TAREAS POR REALIZAR:
(A) Según el texto sobre las tomas de tierras, ¿qué permitían los famosos loteos en el área metropolitana de Buenos Aires hasta los años 80?
(B) Indica si cada afirmación coincide con el texto sobre las tomas de tierras, citando las palabras que lo deciden: (i) las oleadas de migrantes ocupaban espacios en el área metropolitana de Buenos Aires hasta los años 80; (ii) los loteos gozaban siempre de condiciones ideales; (iii) el método de los loteos era inferior a lo que vino luego.
(C) Escribe la continuación del texto sobre las tomas de tierras a partir de su última oración.

TEXTO MOSTRADO:
= = = = =
Fabio Quetglas | Jueves 27 de febrero de 2014
Resulta paradojal que luego de una década de insistente
reivindicación de "la recuperación de la política", un alto porcentaje de
conflictos sociales no encuentren otro canal de expresión eficiente que la
"acción directa", demostrativa de la degradación de las capacidades de
organización, planificación y mediación que todo Estado, en cualquier formato,
debe tener.
En el caso de las tensiones urbanas, como las tomas de
tierras, lo que además queda claro es la incomprensión de las Administraciones
de los fenómenos que deben atender.
En el área metropolitana de Buenos Aires hasta los años 80,
las oleadas de migrantes (internos y externos) y personas sin acceso a vivienda
ocupaban espacios, ya sea irregularmente, ya sea a través de los famosos loteos
que permitían pagar en cuotas el ansiado terrenito. Aunque muchas veces los
loteos no gozaban de las condiciones ideales, el método era muy superior a lo
que vino luego.
= = = = =
LOS DATOS:
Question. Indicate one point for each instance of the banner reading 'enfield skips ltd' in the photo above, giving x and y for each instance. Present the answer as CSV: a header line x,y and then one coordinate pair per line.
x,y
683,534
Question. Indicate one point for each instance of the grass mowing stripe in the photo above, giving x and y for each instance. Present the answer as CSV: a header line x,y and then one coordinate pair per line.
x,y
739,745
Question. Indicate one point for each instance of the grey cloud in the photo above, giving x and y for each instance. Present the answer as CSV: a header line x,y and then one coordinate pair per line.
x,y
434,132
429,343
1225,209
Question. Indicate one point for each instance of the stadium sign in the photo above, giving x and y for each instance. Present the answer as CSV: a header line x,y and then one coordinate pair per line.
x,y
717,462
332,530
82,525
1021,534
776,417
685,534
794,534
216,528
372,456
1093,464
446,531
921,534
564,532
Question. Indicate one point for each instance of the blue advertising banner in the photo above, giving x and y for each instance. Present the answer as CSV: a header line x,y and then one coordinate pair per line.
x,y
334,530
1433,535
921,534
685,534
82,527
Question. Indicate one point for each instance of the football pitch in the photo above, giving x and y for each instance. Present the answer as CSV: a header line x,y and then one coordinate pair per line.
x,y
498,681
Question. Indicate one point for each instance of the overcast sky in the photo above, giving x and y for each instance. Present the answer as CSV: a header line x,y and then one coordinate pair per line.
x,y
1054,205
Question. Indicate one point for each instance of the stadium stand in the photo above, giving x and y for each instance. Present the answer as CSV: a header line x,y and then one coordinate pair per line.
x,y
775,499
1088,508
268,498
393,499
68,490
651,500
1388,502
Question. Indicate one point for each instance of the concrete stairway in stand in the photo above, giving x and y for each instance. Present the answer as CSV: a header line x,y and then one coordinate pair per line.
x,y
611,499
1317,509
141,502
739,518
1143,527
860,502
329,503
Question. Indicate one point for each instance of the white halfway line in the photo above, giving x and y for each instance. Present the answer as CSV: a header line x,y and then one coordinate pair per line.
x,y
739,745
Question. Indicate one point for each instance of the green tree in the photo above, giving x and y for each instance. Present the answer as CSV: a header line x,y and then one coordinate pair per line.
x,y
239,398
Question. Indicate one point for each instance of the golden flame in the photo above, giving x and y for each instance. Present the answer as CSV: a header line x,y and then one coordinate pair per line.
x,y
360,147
= = = = =
LISTA DE RESPUESTAS:
(A) Permitían pagar en cuotas el ansiado terrenito.

(B)
(i) Sí: «En el área metropolitana de Buenos Aires hasta los años 80, las oleadas de migrantes (internos y externos) y personas sin acceso a vivienda ocupaban espacios».
(ii) No: «Aunque muchas veces los loteos no gozaban de las condiciones ideales».
(iii) No: «el método era muy superior a lo que vino luego».

(C)
Ese modo de expansión urbana suponía varias cuestiones: los
migrantes encontraban empleos para pagar sus lotes (y en especial empleo
registrado), las municipalidades o la organización comunitaria prontamente los
dotarían de servicios esenciales, las distancias se salvarán con un regular
sistema de transporte cuyo costo podía ser soportado por el usuario. Una
conjunción de motivos, entre los que debe destacarse significativamente la
emergencia de countries y barrios cerrados en la periferia de Buenos Aires, han
hecho que los espacios que recibían hasta los años 80 a los migrantes internos hoy
estén ocupados con usos de suelo que sus propietarios entendieron más rentables
y que ningún poder público se encargó de manera oportuna de "limitar, ordenar o
regular adecuadamente".
Si sumamos la inexistencia del crédito a mediano plazo, la
informalidad laboral y la degradación del sistema de transporte, el cóctel para
dar inicio a la "lucha por el suelo" está listo.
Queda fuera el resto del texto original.